_What the exercise asks_. Locate each line in the listing below that contains the word "Coordinates", with matching case, and copy those lines in full.

Records from an annotation dataset:
• • • • • • •
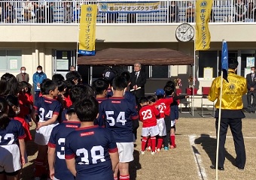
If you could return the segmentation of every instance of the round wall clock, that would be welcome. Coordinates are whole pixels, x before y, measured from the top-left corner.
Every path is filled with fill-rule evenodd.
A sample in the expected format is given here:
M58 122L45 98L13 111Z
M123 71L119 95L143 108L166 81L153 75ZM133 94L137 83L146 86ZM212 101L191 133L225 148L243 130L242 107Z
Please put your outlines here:
M178 26L175 31L175 36L178 41L188 42L193 39L195 31L191 25L183 23Z

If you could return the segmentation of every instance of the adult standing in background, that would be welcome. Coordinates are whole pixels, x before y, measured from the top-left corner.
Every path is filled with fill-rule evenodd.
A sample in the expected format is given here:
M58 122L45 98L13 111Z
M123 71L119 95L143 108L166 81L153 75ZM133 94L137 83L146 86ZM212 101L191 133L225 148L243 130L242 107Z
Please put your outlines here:
M216 134L218 132L218 113L220 104L221 103L221 117L219 136L218 148L218 164L211 166L212 169L218 168L219 170L224 170L224 164L225 160L225 141L228 126L230 126L233 139L235 144L236 154L236 166L239 170L244 170L246 160L245 142L242 132L242 118L245 115L242 111L243 104L242 97L245 94L246 80L245 78L236 74L238 66L238 62L235 58L230 58L228 61L228 76L227 80L221 82L221 77L218 76L212 81L208 99L215 101L215 128ZM223 85L222 98L220 99L221 85Z
M26 73L26 68L21 67L20 68L20 74L17 74L16 76L16 79L19 82L26 81L26 82L29 82L29 75Z
M251 68L251 73L246 75L247 81L247 111L249 113L255 113L256 108L256 74L255 68ZM251 104L252 97L252 104Z
M33 75L33 85L35 91L35 100L37 100L41 92L40 84L47 79L46 74L43 72L43 68L38 65L35 74Z
M136 97L136 103L139 104L139 99L145 96L145 84L146 83L146 74L141 70L140 63L134 64L134 71L131 73L131 84L130 88Z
• • • • • • •
_Solution_.
If you could return the segmentation of every instance of the round wall clock, that would be welcome. Coordinates are whole pixels, x before y, measured from the top-left corner.
If you could return the segmentation of every instance of the adult standing in background, that would be welcome. Coordinates are whole pixels, x before y, measured from the top-left corner.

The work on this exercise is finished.